DATA SHOWN:

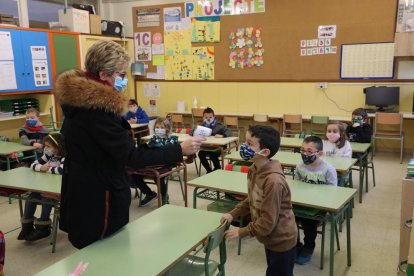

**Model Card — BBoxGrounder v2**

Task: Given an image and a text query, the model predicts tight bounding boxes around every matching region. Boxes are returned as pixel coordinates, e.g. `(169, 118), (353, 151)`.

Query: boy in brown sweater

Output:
(221, 126), (297, 276)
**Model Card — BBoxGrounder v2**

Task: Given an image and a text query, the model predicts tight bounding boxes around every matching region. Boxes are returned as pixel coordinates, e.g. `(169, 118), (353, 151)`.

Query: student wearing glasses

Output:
(295, 136), (338, 265)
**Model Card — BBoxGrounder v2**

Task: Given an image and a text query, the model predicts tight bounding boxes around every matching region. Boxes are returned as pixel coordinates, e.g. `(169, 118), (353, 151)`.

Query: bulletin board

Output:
(132, 0), (397, 81)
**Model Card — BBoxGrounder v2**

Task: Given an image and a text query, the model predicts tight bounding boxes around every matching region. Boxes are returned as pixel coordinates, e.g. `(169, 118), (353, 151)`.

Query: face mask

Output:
(155, 128), (166, 138)
(129, 107), (138, 113)
(26, 119), (37, 127)
(352, 119), (364, 126)
(326, 132), (340, 143)
(114, 76), (128, 92)
(43, 148), (53, 156)
(301, 154), (316, 165)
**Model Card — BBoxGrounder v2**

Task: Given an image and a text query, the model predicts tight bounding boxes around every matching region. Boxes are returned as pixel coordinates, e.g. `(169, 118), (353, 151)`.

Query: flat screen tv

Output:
(364, 86), (400, 111)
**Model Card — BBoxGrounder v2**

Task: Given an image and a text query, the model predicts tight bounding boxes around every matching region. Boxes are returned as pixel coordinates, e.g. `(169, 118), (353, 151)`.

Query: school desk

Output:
(36, 205), (221, 276)
(280, 137), (371, 203)
(188, 170), (356, 275)
(0, 141), (36, 170)
(141, 133), (239, 168)
(0, 167), (62, 253)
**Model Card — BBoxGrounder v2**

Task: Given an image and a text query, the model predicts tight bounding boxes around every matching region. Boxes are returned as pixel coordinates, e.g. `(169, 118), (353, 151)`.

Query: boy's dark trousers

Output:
(298, 218), (319, 251)
(265, 246), (296, 276)
(198, 150), (221, 173)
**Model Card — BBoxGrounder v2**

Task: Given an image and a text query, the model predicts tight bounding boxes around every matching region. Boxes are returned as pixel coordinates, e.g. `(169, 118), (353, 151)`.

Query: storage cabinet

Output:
(0, 28), (52, 93)
(399, 179), (414, 275)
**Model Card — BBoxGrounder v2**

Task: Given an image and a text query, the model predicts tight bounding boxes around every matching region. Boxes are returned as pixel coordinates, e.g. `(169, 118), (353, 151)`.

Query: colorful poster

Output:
(165, 54), (193, 80)
(136, 8), (160, 28)
(185, 0), (265, 17)
(191, 16), (220, 42)
(164, 29), (191, 56)
(192, 46), (214, 80)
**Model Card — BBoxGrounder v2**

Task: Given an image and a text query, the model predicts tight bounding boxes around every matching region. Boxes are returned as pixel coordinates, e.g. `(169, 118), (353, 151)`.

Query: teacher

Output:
(56, 41), (201, 249)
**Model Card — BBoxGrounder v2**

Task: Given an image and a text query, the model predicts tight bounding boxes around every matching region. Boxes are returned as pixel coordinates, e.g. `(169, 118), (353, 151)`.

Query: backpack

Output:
(0, 231), (6, 275)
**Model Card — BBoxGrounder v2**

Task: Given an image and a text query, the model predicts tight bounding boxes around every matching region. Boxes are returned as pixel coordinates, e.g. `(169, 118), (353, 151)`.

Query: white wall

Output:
(101, 0), (184, 37)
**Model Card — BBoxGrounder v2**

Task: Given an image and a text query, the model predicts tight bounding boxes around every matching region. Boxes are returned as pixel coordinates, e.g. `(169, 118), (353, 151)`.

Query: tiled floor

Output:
(0, 153), (406, 276)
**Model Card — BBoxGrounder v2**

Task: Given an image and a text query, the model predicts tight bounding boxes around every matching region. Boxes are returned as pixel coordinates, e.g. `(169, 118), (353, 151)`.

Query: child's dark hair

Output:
(328, 121), (348, 149)
(128, 99), (138, 106)
(352, 108), (368, 120)
(26, 107), (40, 117)
(43, 132), (66, 157)
(154, 117), (172, 137)
(303, 135), (323, 151)
(247, 125), (280, 158)
(203, 107), (214, 116)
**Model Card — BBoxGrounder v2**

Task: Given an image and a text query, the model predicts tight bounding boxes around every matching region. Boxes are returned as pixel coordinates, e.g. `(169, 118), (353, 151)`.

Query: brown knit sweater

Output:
(230, 155), (297, 252)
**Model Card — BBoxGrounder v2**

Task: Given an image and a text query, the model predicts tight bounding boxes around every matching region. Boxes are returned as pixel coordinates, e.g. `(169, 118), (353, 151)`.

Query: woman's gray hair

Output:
(85, 40), (130, 78)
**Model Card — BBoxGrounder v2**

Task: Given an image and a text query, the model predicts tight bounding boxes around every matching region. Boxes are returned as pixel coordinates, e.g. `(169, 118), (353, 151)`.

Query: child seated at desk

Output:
(124, 99), (149, 124)
(346, 108), (372, 143)
(295, 136), (338, 265)
(190, 107), (232, 173)
(323, 121), (352, 157)
(17, 133), (66, 241)
(19, 107), (50, 155)
(221, 126), (297, 276)
(132, 118), (178, 206)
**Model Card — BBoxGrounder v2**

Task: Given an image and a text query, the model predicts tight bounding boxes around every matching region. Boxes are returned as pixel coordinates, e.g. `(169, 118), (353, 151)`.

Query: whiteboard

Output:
(340, 43), (394, 79)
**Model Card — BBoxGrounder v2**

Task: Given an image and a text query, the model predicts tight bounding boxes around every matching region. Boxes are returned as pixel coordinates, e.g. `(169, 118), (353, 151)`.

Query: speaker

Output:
(101, 20), (124, 36)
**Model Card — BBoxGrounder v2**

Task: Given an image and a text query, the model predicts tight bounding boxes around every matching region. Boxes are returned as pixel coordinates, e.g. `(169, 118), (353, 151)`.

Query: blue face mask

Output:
(240, 144), (256, 161)
(26, 119), (37, 127)
(114, 76), (128, 92)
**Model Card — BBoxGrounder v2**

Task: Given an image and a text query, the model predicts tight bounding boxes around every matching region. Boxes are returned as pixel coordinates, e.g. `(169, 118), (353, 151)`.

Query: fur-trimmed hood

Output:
(56, 70), (129, 116)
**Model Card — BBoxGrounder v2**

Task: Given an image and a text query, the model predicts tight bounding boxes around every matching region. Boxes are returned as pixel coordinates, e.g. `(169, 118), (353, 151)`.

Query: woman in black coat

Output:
(56, 41), (201, 249)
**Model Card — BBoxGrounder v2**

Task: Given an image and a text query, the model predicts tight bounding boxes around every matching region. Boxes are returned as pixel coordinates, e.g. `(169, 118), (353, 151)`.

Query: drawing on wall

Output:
(165, 54), (193, 80)
(164, 29), (191, 56)
(192, 46), (214, 80)
(191, 16), (220, 42)
(229, 27), (264, 69)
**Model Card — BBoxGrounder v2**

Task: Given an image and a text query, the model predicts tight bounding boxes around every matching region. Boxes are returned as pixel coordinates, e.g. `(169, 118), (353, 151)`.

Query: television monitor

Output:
(364, 86), (400, 111)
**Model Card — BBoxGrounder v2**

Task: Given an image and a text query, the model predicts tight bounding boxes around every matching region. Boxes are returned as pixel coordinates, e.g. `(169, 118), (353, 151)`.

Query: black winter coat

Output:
(57, 70), (183, 249)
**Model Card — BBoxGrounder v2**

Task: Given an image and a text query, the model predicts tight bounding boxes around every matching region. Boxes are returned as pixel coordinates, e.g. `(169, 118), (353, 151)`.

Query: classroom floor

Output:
(0, 153), (408, 276)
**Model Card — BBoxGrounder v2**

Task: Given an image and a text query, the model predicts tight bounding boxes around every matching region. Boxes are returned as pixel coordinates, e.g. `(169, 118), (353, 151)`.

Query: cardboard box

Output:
(89, 14), (102, 34)
(59, 8), (89, 34)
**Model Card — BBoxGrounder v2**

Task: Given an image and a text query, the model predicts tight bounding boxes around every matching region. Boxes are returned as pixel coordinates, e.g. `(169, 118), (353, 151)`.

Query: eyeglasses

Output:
(300, 148), (319, 155)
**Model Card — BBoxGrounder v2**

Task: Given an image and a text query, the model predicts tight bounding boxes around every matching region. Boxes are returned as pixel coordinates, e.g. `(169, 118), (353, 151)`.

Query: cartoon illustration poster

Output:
(192, 46), (214, 80)
(191, 16), (220, 42)
(165, 54), (193, 80)
(164, 29), (191, 56)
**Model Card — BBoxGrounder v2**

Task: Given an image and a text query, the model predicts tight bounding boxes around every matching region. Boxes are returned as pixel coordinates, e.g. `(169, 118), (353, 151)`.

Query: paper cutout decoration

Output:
(164, 29), (191, 56)
(192, 46), (214, 80)
(229, 27), (264, 69)
(191, 16), (220, 42)
(165, 54), (193, 80)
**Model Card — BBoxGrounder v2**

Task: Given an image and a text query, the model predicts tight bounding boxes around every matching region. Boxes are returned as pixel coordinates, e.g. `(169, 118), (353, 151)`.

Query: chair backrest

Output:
(253, 114), (269, 123)
(374, 112), (403, 135)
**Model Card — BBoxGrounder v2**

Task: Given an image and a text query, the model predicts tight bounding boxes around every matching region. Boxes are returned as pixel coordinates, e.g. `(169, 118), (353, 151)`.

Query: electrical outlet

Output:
(317, 82), (328, 89)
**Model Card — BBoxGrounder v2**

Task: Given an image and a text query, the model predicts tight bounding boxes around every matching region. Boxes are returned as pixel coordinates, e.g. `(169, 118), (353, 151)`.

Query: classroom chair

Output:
(171, 114), (185, 129)
(164, 223), (228, 276)
(282, 114), (303, 137)
(128, 163), (187, 207)
(293, 206), (341, 270)
(373, 112), (404, 164)
(311, 116), (329, 139)
(253, 114), (269, 124)
(191, 108), (204, 127)
(223, 116), (241, 139)
(207, 164), (249, 255)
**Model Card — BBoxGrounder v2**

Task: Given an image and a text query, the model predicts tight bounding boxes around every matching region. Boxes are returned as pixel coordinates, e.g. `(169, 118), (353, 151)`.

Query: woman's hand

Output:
(180, 137), (206, 155)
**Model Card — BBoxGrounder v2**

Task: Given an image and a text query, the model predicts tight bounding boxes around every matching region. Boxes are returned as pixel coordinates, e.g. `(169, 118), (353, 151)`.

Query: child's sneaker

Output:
(295, 247), (313, 265)
(139, 192), (157, 207)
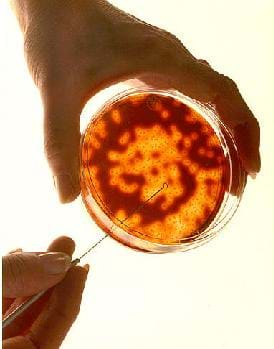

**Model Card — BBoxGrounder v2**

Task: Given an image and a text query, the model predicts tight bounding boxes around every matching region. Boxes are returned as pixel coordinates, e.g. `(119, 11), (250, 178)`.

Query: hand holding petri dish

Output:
(80, 87), (246, 253)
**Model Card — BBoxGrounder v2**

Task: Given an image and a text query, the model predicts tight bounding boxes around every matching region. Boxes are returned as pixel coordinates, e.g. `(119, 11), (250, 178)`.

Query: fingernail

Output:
(9, 248), (23, 254)
(39, 252), (71, 274)
(83, 264), (89, 273)
(53, 174), (78, 203)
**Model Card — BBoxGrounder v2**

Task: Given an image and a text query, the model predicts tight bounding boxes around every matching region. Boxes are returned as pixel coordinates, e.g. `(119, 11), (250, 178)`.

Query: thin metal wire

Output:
(2, 183), (168, 329)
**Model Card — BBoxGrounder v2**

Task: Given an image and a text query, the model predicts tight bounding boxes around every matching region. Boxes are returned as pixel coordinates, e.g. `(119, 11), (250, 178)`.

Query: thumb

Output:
(42, 84), (82, 203)
(2, 252), (71, 298)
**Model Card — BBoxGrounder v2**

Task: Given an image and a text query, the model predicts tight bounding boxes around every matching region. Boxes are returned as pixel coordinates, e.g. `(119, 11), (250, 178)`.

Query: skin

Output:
(3, 0), (260, 342)
(8, 0), (260, 203)
(2, 236), (88, 349)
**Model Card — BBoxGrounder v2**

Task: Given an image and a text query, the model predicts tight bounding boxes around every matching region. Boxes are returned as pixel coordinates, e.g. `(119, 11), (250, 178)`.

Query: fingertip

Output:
(48, 235), (75, 256)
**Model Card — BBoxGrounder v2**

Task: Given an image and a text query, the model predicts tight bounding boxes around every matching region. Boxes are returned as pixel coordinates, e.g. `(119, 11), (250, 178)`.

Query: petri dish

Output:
(80, 87), (246, 253)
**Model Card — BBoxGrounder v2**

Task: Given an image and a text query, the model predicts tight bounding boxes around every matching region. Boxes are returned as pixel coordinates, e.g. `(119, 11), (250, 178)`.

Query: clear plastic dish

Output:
(80, 86), (246, 253)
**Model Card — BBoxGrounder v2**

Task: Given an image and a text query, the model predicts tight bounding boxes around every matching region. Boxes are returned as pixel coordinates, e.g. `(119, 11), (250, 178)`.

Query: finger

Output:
(42, 83), (82, 203)
(3, 252), (71, 298)
(3, 236), (75, 338)
(213, 77), (261, 175)
(2, 336), (37, 349)
(26, 266), (88, 349)
(48, 236), (75, 257)
(2, 298), (14, 315)
(138, 59), (260, 174)
(3, 288), (53, 339)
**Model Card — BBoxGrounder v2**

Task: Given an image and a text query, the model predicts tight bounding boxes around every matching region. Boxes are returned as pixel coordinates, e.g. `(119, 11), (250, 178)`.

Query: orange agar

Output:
(81, 92), (228, 245)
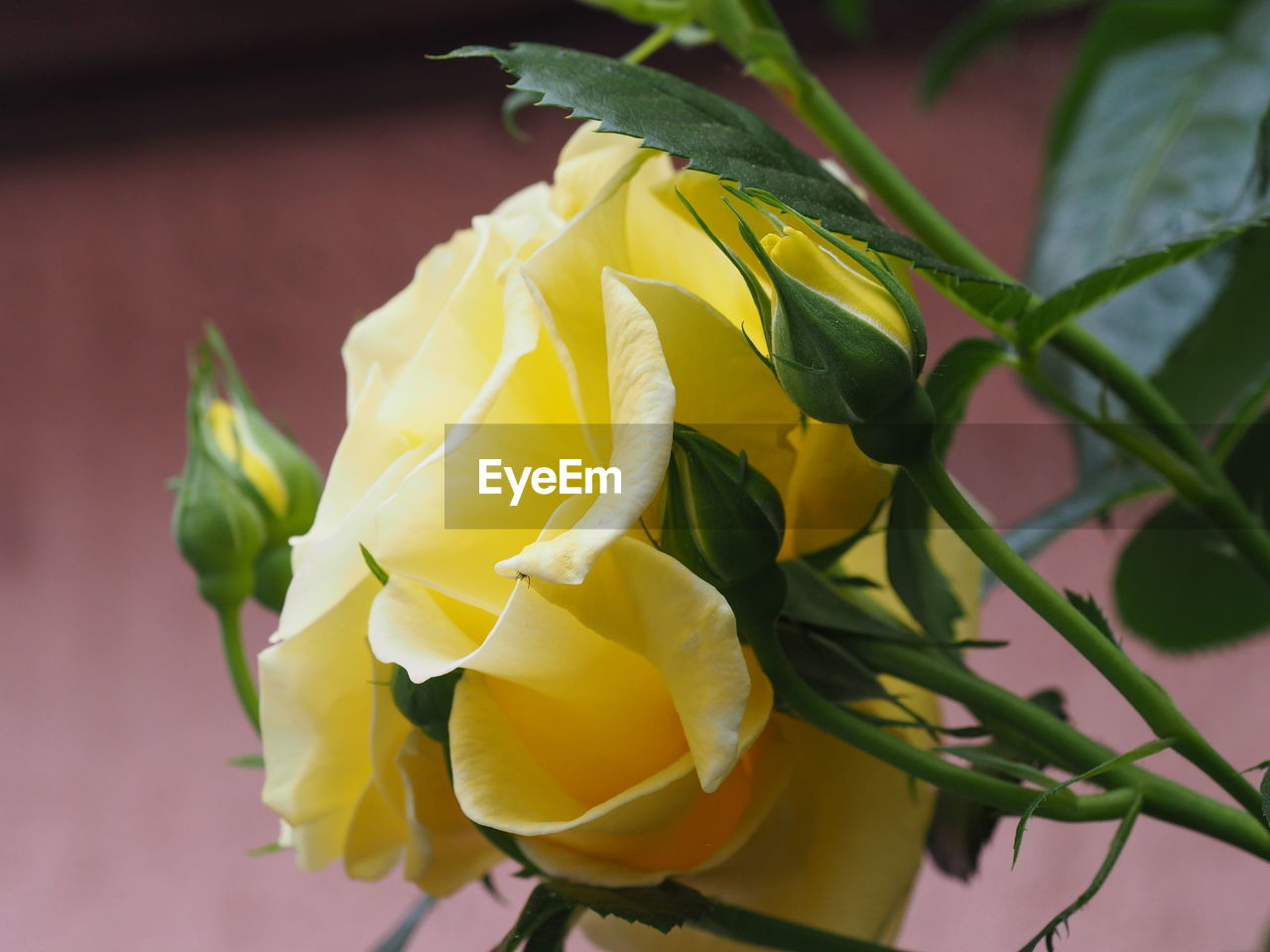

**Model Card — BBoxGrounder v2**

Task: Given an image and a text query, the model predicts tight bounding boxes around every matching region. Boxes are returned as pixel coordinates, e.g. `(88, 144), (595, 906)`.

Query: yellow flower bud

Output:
(762, 227), (913, 353)
(205, 399), (287, 516)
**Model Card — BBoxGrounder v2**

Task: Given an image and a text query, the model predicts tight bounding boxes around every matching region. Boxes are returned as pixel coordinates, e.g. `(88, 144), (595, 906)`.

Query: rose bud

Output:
(202, 329), (322, 611)
(661, 424), (785, 594)
(173, 371), (264, 613)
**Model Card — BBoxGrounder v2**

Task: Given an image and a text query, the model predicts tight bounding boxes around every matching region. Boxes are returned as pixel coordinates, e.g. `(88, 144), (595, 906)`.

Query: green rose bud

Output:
(758, 228), (917, 422)
(661, 424), (785, 594)
(681, 189), (935, 464)
(199, 329), (321, 611)
(173, 377), (266, 613)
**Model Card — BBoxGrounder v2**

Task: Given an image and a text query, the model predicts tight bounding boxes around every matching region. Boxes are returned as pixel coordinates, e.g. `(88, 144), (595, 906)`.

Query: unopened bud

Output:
(173, 396), (264, 612)
(759, 228), (917, 422)
(200, 329), (321, 611)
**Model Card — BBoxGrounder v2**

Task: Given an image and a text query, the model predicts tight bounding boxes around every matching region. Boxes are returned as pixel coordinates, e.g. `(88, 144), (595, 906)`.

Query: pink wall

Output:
(0, 22), (1270, 952)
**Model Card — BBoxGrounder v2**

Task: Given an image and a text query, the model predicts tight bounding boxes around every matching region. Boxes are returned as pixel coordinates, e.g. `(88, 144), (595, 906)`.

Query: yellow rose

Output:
(260, 130), (972, 949)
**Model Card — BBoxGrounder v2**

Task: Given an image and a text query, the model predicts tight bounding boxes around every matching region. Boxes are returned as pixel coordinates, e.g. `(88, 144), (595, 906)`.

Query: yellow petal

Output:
(762, 227), (913, 350)
(260, 576), (378, 870)
(583, 708), (931, 952)
(344, 658), (412, 880)
(520, 653), (789, 886)
(498, 269), (675, 585)
(344, 182), (562, 422)
(273, 372), (426, 641)
(552, 122), (670, 218)
(398, 730), (504, 896)
(450, 538), (751, 835)
(781, 420), (892, 558)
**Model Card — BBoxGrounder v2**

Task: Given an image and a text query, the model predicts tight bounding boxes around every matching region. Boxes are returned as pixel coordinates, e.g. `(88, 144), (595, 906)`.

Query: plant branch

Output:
(748, 606), (1135, 822)
(216, 608), (260, 734)
(906, 452), (1261, 816)
(851, 640), (1270, 860)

EXERCISE TASK:
Tally the lines in the rows above that contain the string "brown", and reply with that number alone.

WRITTEN ANSWER:
2